| Text |
A (Black) Gat in the Hand: More Weird Menace: Robert E. Howard’s Conrad and Kirowan
“You’re the second guy I’ve met within hours who seems to think a gat in the hand means a world by the tail.”
– Phillip Marlowe in Raymond Chandler’s The Big Sleep
So basically, I don’t do horror. Robert E. Howard is my second-favorite writer in any genre (trailing only John D. MacDonald), and I’m not really even that into his horror stuff. “Pigeons from Hell” is considered one of his best stories, but I don’t really like it. Other than a few exceptions, like the terrific Robert R. McCammon, and F. Paul Wilson, horror doesn’t work for me (no, I don’t really care for Lovecraft, either, though I’m well-versed thanks to those old Del Rey paperbacks).
But I do like several stories which are in Del Rey’s The Horror Stories of Robert E. Howard, such as Solomon Kane’s “Rattle of Bones.” There’s an upcoming post on “Out of the Deep,” and we are about to talk about his Conrad and Kirowan tales, which are part of the Cthulhu Mythos.
SPOILER WARNING – Look…the story I’m about to discuss is eighty-one years old. And it’s readily available. If you read my stuff here, you know I try to minimize spoilers. But you’ve had a lot of opportunities to read Robert E Howard. You have been warned.
Howard sold three stories to Weird Tales (“The Children of the Night,” “The Thing on the Roof,” and “The Haunter of the Ring”), and a fourth (“Dig me no Grave”) appeared there the year after he died.
“The Dwellers Under the Tombs” found its way into print decades later. Those five, and one fragment (“The House”) can be found in the Del Rey Horror Stories collection. August Derleth completed the fragment as “The House in the Oaks.”
There was also a fragment (“Dagon Manor,”) which was completed by another writer. I have not seen that one.
Professor John Kirowan is the son of an Irish noble, and a Mythos scholar. He became so repulsed by what he learned studying the occult, that he quit it. He became a member of The Wanderer’s Club, which is an avenue for adventures and supernatural explorations. I think a modern writer basing some new stories out The Wanderer’s Club would be worth reading.
I am an avid reader of Seabury Quinn’s Jules de Grandin; To me, he is very much an occult version of Hercule Poirot – and also not afraid to use a gun. Kirowan is not like Poirot, but I do feel a ‘vibe’ reading a couple of the stories. As if these plots could work with de Grandin in them.

| Source information |
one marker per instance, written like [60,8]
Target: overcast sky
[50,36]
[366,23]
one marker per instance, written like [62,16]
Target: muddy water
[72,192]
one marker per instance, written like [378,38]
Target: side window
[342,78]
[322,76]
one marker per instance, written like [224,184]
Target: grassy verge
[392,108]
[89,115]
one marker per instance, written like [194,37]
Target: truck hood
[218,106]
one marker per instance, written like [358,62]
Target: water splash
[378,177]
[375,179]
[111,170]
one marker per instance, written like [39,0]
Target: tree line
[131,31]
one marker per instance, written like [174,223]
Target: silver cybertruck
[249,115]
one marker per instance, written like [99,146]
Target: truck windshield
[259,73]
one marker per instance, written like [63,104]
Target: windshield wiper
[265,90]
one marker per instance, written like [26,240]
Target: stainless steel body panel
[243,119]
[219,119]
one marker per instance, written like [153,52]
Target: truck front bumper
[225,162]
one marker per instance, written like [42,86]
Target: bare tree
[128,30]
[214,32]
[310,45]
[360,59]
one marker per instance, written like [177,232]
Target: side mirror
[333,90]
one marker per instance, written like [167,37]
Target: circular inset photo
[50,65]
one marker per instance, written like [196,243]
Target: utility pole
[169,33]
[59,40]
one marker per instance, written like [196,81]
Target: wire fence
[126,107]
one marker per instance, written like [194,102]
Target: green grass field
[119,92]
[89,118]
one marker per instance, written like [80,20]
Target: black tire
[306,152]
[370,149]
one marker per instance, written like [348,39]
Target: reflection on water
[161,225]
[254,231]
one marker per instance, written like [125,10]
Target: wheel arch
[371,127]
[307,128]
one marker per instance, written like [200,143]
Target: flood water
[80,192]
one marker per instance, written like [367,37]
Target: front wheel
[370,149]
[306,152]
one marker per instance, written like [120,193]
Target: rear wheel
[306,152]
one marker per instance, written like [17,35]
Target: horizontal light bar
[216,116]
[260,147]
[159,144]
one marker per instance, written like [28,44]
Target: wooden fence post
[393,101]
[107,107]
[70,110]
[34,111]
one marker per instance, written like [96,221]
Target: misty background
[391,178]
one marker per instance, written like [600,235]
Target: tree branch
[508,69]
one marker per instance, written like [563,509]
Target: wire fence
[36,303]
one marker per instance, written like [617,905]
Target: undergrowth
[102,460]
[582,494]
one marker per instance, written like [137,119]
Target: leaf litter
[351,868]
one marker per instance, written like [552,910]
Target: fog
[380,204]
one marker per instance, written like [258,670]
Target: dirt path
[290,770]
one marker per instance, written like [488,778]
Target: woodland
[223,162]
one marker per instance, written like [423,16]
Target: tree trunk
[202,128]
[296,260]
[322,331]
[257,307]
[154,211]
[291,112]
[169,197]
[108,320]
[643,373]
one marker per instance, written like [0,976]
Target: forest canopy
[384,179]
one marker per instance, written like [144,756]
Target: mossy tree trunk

| Directions |
Answer these questions from the text on Howard's Conrad and Kirowan tales:
1. Which writer does the author rank above Robert E. Howard as a favorite?
2. Who completed the fragment "The House," and under what title?
3. What club did Professor John Kirowan join?

| Solution for this exercise |
1. John D. MacDonald
2. August Derleth, as "The House in the Oaks"
3. The Wanderer's Club